**TASK STATEMENT:** Please resume the Lara Rae biography below from where it stops, and leave the data that follows it aside.

- Born: Al Rae 1963 (age 62–63) Glasgow, Scotland
- Occupations: Comedian, television and radio writer
- Writing career
- Period: 1980s-present
- Notable works: Little Mosque on the Prairie, The Debaters

= Lara Rae =

Canadian comedian and instructor

Lara Rae (born 1963 in Glasgow, Scotland), formerly known as Al Rae, is a Canadian comedian, best known as the longtime artistic director of the Winnipeg Comedy Festival and as a frequent guest on the CBC Radio One comedy series The Debaters.

She has also been a writer for radio and television, including on Blackfly, Big Sound, Little Mosque on the Prairie, What a Week, Definitely Not the Opera and Monsoon House. She has been a three-time Canadian Comedy Award nominee and a Gemini Award nominee for her work on Little Mosque.

Rae started as half of the Toronto-based comedy duo Al & George with George Westerholm. After the duo broke up in 1993, Rae moved to Winnipeg and began working as a solo standup comedian. She wrote the play How Do You Know When You're Done?, a fictionalized account of their creative tensions and breakup which premiered at the Tim Sims Playhouse in 1999, and was a founder of the Winnipeg Comedy Festival in 2002.

**EXTRACTED INFORMATION:**

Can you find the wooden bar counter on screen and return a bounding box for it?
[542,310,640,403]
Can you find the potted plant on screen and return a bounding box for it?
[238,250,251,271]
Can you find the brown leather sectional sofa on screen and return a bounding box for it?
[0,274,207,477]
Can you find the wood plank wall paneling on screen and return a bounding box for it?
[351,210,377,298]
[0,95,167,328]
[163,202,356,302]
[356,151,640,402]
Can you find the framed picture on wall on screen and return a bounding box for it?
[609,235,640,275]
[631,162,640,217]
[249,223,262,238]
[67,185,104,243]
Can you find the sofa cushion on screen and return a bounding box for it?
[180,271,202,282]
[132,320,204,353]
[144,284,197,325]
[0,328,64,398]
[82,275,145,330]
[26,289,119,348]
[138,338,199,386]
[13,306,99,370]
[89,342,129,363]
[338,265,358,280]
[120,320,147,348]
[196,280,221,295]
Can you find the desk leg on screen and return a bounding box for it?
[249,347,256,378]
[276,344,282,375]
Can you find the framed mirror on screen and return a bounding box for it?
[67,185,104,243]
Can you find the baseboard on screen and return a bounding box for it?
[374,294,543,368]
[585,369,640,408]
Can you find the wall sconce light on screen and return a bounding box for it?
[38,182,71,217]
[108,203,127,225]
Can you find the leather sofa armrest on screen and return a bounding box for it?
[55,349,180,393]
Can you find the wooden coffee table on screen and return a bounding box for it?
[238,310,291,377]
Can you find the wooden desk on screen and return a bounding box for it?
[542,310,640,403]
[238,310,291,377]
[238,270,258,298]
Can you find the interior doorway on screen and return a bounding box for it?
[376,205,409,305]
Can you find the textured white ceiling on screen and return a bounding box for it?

...

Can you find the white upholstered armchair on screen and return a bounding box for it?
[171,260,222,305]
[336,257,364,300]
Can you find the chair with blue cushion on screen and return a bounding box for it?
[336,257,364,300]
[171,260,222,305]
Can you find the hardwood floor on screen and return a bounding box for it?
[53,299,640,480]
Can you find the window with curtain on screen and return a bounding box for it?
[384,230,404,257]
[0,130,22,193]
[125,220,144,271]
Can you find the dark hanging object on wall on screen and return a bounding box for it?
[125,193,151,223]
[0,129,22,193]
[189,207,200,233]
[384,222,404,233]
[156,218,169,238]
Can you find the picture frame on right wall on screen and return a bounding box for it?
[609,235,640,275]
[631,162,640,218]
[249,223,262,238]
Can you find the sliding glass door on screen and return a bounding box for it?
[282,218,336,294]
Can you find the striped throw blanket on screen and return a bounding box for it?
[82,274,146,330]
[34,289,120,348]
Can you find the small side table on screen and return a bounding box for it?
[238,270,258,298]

--

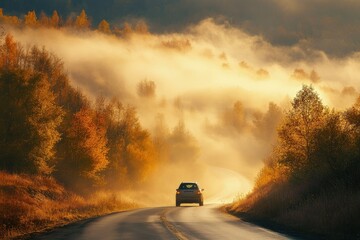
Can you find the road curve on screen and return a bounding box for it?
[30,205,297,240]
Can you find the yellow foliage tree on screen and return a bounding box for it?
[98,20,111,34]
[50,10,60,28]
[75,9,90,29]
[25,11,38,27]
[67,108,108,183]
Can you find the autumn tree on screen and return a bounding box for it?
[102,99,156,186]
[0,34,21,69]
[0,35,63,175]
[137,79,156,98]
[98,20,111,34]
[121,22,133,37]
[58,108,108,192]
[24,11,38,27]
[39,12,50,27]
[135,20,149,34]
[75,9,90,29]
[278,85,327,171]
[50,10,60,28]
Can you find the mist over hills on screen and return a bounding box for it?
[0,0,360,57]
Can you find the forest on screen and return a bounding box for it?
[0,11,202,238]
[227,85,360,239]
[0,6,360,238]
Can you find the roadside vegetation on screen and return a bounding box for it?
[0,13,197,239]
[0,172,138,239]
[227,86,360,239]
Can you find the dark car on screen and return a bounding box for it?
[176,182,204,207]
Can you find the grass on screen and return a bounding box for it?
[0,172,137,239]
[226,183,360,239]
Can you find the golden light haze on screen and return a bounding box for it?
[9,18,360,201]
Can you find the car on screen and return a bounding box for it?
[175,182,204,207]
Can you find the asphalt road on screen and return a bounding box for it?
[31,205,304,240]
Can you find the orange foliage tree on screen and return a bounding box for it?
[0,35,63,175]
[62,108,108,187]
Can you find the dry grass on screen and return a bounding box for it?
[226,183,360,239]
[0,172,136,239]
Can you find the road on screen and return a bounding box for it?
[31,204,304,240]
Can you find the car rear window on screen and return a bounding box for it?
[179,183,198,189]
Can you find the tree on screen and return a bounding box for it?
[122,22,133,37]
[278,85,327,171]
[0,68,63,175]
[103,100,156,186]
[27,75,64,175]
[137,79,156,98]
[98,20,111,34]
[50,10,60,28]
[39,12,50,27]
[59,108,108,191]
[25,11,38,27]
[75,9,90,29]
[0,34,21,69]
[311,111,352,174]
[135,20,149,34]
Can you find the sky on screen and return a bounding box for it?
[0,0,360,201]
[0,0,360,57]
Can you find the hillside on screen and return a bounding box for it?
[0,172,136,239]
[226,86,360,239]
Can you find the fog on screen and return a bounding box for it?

**WRITTEN REPLY:**
In 2013, while still known as Al and presenting as male, Rae came out as gay at age 49. She came out as transgender in October 2015. At the time of her announcement, she was working as an assistant director on a stage production of Christopher Marlowe's play Edward II in Winnipeg. In November, she made her first on-stage appearance as a comedian since beginning her gender transition, as part of the Empow(HER)ment comedy show in Winnipeg.

She is an instructor in the Department of Women’s and Gender Studies at the University of Winnipeg.